待析文本:
++++++++++++++++++++
第七云:董奉,字君異,候官人也。吳先主時,還豫章廬山下居,有一人少便病癩,垂死自載詣奉,叩頭求乞哀憐,奉使此人坐一戶中,以五重布幕病者目,使莫動,乃勑家人莫近之,病人自說聞有一物往舐之,痛不可堪,無處不雨,度此物舌當大一尺許,其氣息當大如牛許,竟不知是何等物,良久物去,奉乃往解病人巾,以水與浴之,遣去告曰:如是愈矣,且勿當風。十數日間也,病者身體通赤無復皮,甚痛,得水浴即不復痛,二十日皮生瘡盡,愈膚如凝脂也。

又云:奉居山間,了不佃作,為人治病亦不取錢物,使人重病愈者,為我栽杳五株,輕病愈者為我栽一株,如此數年之中,杏有十數萬株,鬱然成林云云。
++++++++++++++++++++
[数据条目]

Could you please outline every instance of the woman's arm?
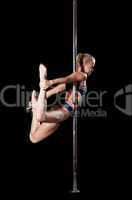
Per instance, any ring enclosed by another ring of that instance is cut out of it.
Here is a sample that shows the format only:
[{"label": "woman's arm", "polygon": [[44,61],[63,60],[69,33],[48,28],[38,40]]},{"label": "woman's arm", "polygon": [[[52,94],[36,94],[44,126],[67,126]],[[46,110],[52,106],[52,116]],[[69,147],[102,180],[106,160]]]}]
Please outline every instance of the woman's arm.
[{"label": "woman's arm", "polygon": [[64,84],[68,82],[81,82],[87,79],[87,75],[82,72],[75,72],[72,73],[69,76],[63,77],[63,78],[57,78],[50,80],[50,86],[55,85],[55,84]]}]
++++++++++++++++++++
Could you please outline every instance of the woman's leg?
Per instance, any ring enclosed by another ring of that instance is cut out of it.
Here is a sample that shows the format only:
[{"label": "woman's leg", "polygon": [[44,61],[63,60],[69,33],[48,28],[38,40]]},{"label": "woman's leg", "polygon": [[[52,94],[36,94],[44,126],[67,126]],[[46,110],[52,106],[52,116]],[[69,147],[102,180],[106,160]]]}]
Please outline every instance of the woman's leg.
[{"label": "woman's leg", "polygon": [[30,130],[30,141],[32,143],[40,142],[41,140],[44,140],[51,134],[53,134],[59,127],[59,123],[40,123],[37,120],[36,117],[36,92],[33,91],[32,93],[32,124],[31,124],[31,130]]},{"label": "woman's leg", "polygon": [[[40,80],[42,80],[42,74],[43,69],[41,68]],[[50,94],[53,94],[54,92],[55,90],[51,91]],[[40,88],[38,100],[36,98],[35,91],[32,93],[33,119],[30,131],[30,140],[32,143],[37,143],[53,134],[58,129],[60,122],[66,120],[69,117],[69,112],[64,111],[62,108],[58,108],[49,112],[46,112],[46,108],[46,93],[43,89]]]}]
++++++++++++++++++++
待办事项:
A - 请把董奉这段记载中从“第七云:董奉,字君異,候官人”到“杏有十數萬株,鬱然成林云云。”的那一段原样照录下来。
B - 接着董奉这段记载的最后一句往下续写。
上面这些数据行用不到。

各题作答:
A -
第七云:董奉,字君異,候官人也。吳先主時,還豫章廬山下居,有一人少便病癩,垂死自載詣奉,叩頭求乞哀憐,奉使此人坐一戶中,以五重布幕病者目,使莫動,乃勑家人莫近之,病人自說聞有一物往舐之,痛不可堪,無處不雨,度此物舌當大一尺許,其氣息當大如牛許,竟不知是何等物,良久物去,奉乃往解病人巾,以水與浴之,遣去告曰:如是愈矣,且勿當風。十數日間也,病者身體通赤無復皮,甚痛,得水浴即不復痛,二十日皮生瘡盡,愈膚如凝脂也。

又云:奉居山間,了不佃作,為人治病亦不取錢物,使人重病愈者,為我栽杳五株,輕病愈者為我栽一株,如此數年之中,杏有十數萬株,鬱然成林云云。

B -
第九云:桂君者,徐州刺史也。病癩十年,醫所不能治,聞干君有道,乃往見之。道從數百人,威儀赫奕,至門干君不迎,入室干君不起,桂君拜而自陳。干君問子來何為?桂君曰:無狀抱此篤疾,從神人乞愈耳。干君曰:子侍從乃眾,吾謂子欲求劫道。子若信治病者,皆遣侍從,身留養馬,可得愈也。桂君即去從官,方留養馬,三年亦不見治病,不知病愈也。

又云:茅君學道於齊,後成道,治於茅山,人有疾病往請,願當煮鷄子十枚,內帳中,須臾茅君一一擲子,還之歸,破之皆無中黃者,病人當愈,若中有土者,病即不愈,以為常候,鷄子如故無開處也。

第十云:封君達者,隴西人也。聞有疾病待死者,識與不識便遇之,以藥治之,應手皆愈也。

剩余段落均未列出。